TASK OBJECTIVE: Identify every line in the material below that contains the word "white", and copy each of those lines.

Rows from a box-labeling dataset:
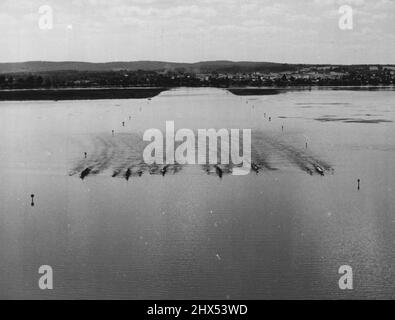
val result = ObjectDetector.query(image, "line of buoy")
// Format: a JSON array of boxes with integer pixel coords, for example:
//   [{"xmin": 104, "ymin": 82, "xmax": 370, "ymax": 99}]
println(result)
[
  {"xmin": 125, "ymin": 168, "xmax": 132, "ymax": 181},
  {"xmin": 214, "ymin": 164, "xmax": 224, "ymax": 178},
  {"xmin": 80, "ymin": 168, "xmax": 91, "ymax": 180}
]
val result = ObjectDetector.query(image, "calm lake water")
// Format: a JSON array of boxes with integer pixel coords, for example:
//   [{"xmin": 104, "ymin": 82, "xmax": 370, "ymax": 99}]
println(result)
[{"xmin": 0, "ymin": 89, "xmax": 395, "ymax": 299}]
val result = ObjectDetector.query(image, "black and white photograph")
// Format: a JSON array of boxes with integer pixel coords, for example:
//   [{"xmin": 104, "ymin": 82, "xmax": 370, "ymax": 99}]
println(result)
[{"xmin": 0, "ymin": 0, "xmax": 395, "ymax": 304}]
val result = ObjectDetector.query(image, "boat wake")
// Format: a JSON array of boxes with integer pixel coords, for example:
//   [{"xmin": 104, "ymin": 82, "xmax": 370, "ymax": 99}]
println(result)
[{"xmin": 69, "ymin": 131, "xmax": 333, "ymax": 180}]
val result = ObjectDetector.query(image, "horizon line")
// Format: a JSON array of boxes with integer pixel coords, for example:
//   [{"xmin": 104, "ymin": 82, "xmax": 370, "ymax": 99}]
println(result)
[{"xmin": 0, "ymin": 59, "xmax": 395, "ymax": 66}]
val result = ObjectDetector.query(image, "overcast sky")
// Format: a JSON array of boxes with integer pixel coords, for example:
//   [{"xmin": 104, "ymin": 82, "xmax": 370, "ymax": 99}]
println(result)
[{"xmin": 0, "ymin": 0, "xmax": 395, "ymax": 64}]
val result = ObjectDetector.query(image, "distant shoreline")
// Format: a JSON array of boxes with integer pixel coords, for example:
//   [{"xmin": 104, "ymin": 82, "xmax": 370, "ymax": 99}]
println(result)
[
  {"xmin": 0, "ymin": 87, "xmax": 168, "ymax": 101},
  {"xmin": 0, "ymin": 86, "xmax": 395, "ymax": 101}
]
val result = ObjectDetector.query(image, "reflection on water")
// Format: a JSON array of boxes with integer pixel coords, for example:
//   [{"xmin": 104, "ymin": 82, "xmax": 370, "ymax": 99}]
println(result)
[
  {"xmin": 69, "ymin": 131, "xmax": 333, "ymax": 180},
  {"xmin": 0, "ymin": 89, "xmax": 395, "ymax": 299}
]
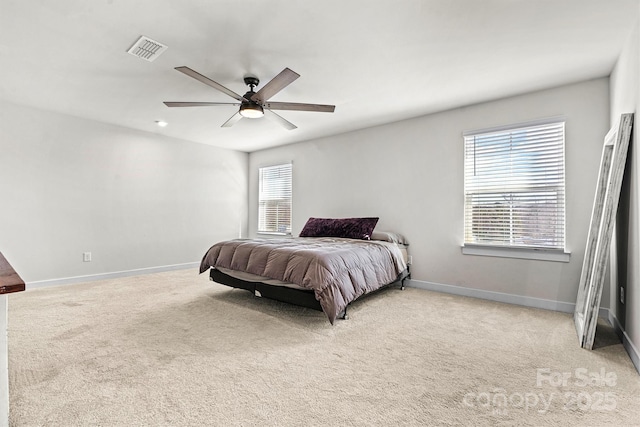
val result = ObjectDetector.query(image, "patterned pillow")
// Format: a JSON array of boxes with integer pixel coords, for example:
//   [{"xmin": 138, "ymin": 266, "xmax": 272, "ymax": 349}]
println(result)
[{"xmin": 300, "ymin": 217, "xmax": 379, "ymax": 240}]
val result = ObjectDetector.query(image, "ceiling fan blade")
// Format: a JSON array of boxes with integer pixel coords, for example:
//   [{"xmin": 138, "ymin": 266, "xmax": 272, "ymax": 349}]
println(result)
[
  {"xmin": 176, "ymin": 66, "xmax": 244, "ymax": 101},
  {"xmin": 164, "ymin": 101, "xmax": 240, "ymax": 107},
  {"xmin": 262, "ymin": 102, "xmax": 336, "ymax": 113},
  {"xmin": 221, "ymin": 111, "xmax": 242, "ymax": 128},
  {"xmin": 251, "ymin": 68, "xmax": 300, "ymax": 102},
  {"xmin": 264, "ymin": 108, "xmax": 298, "ymax": 130}
]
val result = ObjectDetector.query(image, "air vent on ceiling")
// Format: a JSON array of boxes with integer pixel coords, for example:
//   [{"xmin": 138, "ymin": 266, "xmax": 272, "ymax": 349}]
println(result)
[{"xmin": 127, "ymin": 36, "xmax": 167, "ymax": 62}]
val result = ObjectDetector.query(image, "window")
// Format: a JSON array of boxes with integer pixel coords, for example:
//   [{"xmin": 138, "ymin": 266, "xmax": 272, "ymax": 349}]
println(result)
[
  {"xmin": 464, "ymin": 122, "xmax": 565, "ymax": 253},
  {"xmin": 258, "ymin": 163, "xmax": 292, "ymax": 234}
]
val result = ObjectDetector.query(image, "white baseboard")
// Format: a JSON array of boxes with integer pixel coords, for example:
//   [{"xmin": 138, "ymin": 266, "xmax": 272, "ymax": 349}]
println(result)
[
  {"xmin": 609, "ymin": 312, "xmax": 640, "ymax": 374},
  {"xmin": 407, "ymin": 279, "xmax": 609, "ymax": 319},
  {"xmin": 26, "ymin": 262, "xmax": 200, "ymax": 290}
]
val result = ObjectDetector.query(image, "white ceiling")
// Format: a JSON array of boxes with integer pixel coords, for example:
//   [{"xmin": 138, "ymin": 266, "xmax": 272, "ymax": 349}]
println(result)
[{"xmin": 0, "ymin": 0, "xmax": 640, "ymax": 151}]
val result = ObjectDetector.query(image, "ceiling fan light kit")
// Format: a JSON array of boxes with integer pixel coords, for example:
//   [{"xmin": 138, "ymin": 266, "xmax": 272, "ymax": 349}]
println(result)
[{"xmin": 164, "ymin": 66, "xmax": 336, "ymax": 130}]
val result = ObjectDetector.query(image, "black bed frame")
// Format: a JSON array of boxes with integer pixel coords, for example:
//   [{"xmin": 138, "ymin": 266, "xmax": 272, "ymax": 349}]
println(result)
[{"xmin": 209, "ymin": 266, "xmax": 411, "ymax": 320}]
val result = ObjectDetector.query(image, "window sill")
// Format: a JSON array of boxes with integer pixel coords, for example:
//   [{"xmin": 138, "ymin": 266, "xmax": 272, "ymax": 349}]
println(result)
[
  {"xmin": 462, "ymin": 245, "xmax": 571, "ymax": 262},
  {"xmin": 256, "ymin": 231, "xmax": 291, "ymax": 237}
]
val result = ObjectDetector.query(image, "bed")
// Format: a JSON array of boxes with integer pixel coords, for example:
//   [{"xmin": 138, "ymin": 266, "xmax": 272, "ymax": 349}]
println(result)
[{"xmin": 200, "ymin": 217, "xmax": 410, "ymax": 324}]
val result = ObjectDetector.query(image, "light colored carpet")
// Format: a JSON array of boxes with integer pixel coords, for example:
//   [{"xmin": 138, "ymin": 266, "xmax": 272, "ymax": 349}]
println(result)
[{"xmin": 9, "ymin": 270, "xmax": 640, "ymax": 426}]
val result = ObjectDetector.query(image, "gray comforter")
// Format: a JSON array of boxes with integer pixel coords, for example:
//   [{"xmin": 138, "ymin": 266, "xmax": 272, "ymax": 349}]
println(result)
[{"xmin": 200, "ymin": 237, "xmax": 407, "ymax": 324}]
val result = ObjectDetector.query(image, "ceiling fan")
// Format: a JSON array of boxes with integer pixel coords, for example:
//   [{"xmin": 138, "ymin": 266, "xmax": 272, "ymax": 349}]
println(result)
[{"xmin": 164, "ymin": 66, "xmax": 336, "ymax": 130}]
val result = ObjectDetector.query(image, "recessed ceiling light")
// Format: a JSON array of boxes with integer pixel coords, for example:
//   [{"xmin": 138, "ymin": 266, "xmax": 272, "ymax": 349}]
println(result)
[{"xmin": 127, "ymin": 36, "xmax": 167, "ymax": 62}]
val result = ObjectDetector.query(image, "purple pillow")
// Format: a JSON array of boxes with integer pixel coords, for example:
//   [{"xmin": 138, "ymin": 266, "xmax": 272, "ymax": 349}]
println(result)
[{"xmin": 300, "ymin": 217, "xmax": 379, "ymax": 240}]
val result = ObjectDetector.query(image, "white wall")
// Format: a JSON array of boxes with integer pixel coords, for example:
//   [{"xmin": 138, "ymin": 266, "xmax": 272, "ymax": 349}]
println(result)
[
  {"xmin": 611, "ymin": 11, "xmax": 640, "ymax": 370},
  {"xmin": 0, "ymin": 101, "xmax": 248, "ymax": 286},
  {"xmin": 249, "ymin": 78, "xmax": 609, "ymax": 307},
  {"xmin": 0, "ymin": 295, "xmax": 9, "ymax": 427}
]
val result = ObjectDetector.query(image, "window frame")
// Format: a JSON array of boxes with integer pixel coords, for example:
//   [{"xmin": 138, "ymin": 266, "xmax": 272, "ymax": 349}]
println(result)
[
  {"xmin": 462, "ymin": 117, "xmax": 570, "ymax": 262},
  {"xmin": 257, "ymin": 162, "xmax": 293, "ymax": 236}
]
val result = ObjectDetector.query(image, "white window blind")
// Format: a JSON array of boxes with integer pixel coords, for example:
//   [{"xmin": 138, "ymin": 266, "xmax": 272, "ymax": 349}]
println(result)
[
  {"xmin": 258, "ymin": 163, "xmax": 292, "ymax": 234},
  {"xmin": 464, "ymin": 122, "xmax": 565, "ymax": 249}
]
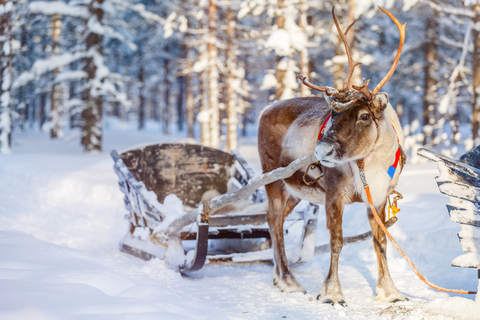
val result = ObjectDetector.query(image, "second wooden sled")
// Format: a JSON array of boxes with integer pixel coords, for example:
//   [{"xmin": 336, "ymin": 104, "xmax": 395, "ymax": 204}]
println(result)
[{"xmin": 111, "ymin": 143, "xmax": 318, "ymax": 272}]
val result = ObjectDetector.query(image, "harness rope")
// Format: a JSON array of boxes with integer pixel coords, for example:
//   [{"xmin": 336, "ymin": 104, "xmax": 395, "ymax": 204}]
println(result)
[{"xmin": 357, "ymin": 159, "xmax": 477, "ymax": 294}]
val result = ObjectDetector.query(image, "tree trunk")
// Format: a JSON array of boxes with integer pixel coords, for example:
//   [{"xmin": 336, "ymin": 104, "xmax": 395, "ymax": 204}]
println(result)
[
  {"xmin": 162, "ymin": 56, "xmax": 171, "ymax": 134},
  {"xmin": 185, "ymin": 66, "xmax": 195, "ymax": 138},
  {"xmin": 423, "ymin": 11, "xmax": 438, "ymax": 145},
  {"xmin": 472, "ymin": 4, "xmax": 480, "ymax": 145},
  {"xmin": 0, "ymin": 0, "xmax": 13, "ymax": 154},
  {"xmin": 298, "ymin": 0, "xmax": 311, "ymax": 97},
  {"xmin": 50, "ymin": 14, "xmax": 62, "ymax": 139},
  {"xmin": 208, "ymin": 0, "xmax": 220, "ymax": 149},
  {"xmin": 82, "ymin": 0, "xmax": 103, "ymax": 152},
  {"xmin": 177, "ymin": 76, "xmax": 185, "ymax": 131},
  {"xmin": 225, "ymin": 8, "xmax": 238, "ymax": 152},
  {"xmin": 333, "ymin": 0, "xmax": 362, "ymax": 89},
  {"xmin": 275, "ymin": 0, "xmax": 289, "ymax": 100},
  {"xmin": 138, "ymin": 58, "xmax": 146, "ymax": 130}
]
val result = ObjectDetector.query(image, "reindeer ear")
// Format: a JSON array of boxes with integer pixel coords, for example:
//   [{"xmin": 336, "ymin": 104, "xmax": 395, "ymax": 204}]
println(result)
[{"xmin": 372, "ymin": 92, "xmax": 388, "ymax": 118}]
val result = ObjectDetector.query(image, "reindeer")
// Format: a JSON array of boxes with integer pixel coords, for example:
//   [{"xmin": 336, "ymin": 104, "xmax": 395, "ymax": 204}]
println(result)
[{"xmin": 258, "ymin": 7, "xmax": 407, "ymax": 306}]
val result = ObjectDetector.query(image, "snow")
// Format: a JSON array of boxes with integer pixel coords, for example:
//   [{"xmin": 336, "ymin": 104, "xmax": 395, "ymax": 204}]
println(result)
[
  {"xmin": 28, "ymin": 1, "xmax": 89, "ymax": 19},
  {"xmin": 0, "ymin": 119, "xmax": 480, "ymax": 320}
]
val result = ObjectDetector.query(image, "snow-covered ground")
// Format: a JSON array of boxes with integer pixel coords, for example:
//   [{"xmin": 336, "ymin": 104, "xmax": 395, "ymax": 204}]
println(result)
[{"xmin": 0, "ymin": 121, "xmax": 480, "ymax": 320}]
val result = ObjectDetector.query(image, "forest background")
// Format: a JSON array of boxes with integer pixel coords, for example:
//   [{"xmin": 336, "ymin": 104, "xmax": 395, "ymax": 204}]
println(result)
[{"xmin": 0, "ymin": 0, "xmax": 480, "ymax": 159}]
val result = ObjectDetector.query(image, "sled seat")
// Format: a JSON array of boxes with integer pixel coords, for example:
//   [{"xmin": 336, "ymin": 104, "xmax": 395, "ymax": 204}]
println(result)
[
  {"xmin": 111, "ymin": 143, "xmax": 318, "ymax": 272},
  {"xmin": 418, "ymin": 146, "xmax": 480, "ymax": 294}
]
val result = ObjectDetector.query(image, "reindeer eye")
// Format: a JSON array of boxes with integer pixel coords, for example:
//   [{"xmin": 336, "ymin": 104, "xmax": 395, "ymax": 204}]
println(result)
[{"xmin": 360, "ymin": 113, "xmax": 370, "ymax": 121}]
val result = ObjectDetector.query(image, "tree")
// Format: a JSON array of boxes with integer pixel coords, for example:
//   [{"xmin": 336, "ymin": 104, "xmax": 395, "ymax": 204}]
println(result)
[{"xmin": 0, "ymin": 0, "xmax": 13, "ymax": 153}]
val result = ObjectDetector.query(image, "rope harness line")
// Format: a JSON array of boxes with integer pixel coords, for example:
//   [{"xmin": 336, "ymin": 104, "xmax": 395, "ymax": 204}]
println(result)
[{"xmin": 357, "ymin": 159, "xmax": 477, "ymax": 294}]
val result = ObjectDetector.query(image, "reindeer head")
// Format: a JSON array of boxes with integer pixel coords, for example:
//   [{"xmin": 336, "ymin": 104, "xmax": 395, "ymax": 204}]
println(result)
[{"xmin": 297, "ymin": 7, "xmax": 406, "ymax": 167}]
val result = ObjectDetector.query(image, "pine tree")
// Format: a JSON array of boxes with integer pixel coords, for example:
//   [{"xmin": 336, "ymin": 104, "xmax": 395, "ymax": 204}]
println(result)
[{"xmin": 0, "ymin": 0, "xmax": 13, "ymax": 153}]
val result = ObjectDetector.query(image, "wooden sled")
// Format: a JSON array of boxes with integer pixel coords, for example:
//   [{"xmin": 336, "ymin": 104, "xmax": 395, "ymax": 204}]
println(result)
[
  {"xmin": 111, "ymin": 143, "xmax": 318, "ymax": 272},
  {"xmin": 418, "ymin": 146, "xmax": 480, "ymax": 274}
]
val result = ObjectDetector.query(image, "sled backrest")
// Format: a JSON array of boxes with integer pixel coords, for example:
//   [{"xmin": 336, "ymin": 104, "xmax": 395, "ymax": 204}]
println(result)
[{"xmin": 120, "ymin": 143, "xmax": 235, "ymax": 207}]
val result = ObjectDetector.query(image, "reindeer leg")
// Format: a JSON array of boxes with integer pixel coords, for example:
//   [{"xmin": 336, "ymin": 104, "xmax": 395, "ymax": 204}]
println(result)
[
  {"xmin": 317, "ymin": 196, "xmax": 347, "ymax": 307},
  {"xmin": 265, "ymin": 181, "xmax": 305, "ymax": 292},
  {"xmin": 368, "ymin": 201, "xmax": 408, "ymax": 302}
]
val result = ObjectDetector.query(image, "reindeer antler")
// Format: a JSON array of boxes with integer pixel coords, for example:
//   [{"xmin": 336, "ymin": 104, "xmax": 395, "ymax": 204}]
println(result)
[
  {"xmin": 296, "ymin": 74, "xmax": 338, "ymax": 96},
  {"xmin": 297, "ymin": 6, "xmax": 407, "ymax": 103},
  {"xmin": 372, "ymin": 6, "xmax": 407, "ymax": 96},
  {"xmin": 296, "ymin": 74, "xmax": 328, "ymax": 92},
  {"xmin": 332, "ymin": 7, "xmax": 361, "ymax": 90}
]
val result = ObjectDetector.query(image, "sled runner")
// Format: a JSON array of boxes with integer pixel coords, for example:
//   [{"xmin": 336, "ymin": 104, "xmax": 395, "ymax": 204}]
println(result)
[
  {"xmin": 418, "ymin": 146, "xmax": 480, "ymax": 288},
  {"xmin": 111, "ymin": 143, "xmax": 318, "ymax": 272}
]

CORRECT RESULT:
val result = ObjectDetector.query(image, "black and white photograph")
val result = ObjectDetector.query(image, "white baseboard")
val result = ObjectDetector.query(image, "white ceiling")
val result = ObjectDetector.query(image, "white wall")
val result = ObjectDetector.query(image, "white window blind")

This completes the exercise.